**Document extract:**
Scissor action part 2.

Working with collage has been one of my favourite ways of exploring and planning new work for a very long time. This is how I start, below, by basically getting out far too many papers and mixed materials. Generally I then begin to put groups of related materials together, and that will either spark ideas, or furnish ideas I already have.

I usually make the collages as preparation for work in other media, namely textiles, artist’s books and needlepoint, but lately some pieces have branched out and declared independence.

I began this piece, above, with the intention of making just one collage based upon spring. I then decided to use the text in another piece, and also liberally took the scissors to the coloured papers; this caused it to develop into five pieces, echoing, I like to think, the generosity and vitality of the season. Many enjoyable hours were spent in digital experiment using some of my images taken in museums and gardens, and in printing out more papers, even though I had planned to use what I already had. This plan nearly always fails.

The finished pieces are all A3 size, and although I planned to print them digitally onto fabric, I like the flat crisp appearance of the paper pieces, so I reckon these are the finished pieces now. It’s possible I may add some long metallic thread stitches, through some pre-made holes; there is a nice little Japanese tool available for this, and I am tempted to buy one.

I placed 3d objects on the collages too, which would work interestingly should the pieces ever become digitally printed textile works. If they were printed onto fabric I feel they would work best if they were quite large, perhaps about 2 m wide. It’s a thought.

Onto some collages now that I think would work as textile pieces at exactly the size they are, which is about 65 x 55 cm. I like them as paper pieces too though, and like the collages above I placed some 3d objects on the first piece.

**Dataset excerpt:**

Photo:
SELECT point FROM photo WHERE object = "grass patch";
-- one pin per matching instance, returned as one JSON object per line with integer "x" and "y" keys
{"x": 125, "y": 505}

**Exercise brief:**
Rework everything in the collage post from "Scissor action part 2." down to "I already have.", putting "assorted fabrics" in place of "mixed materials".

**The response:**
Scissor action part 2.

Working with collage has been one of my favourite ways of exploring and planning new work for a very long time. This is how I start, below, by basically getting out far too many papers and assorted fabrics. Generally I then begin to put groups of related materials together, and that will either spark ideas, or furnish ideas I already have.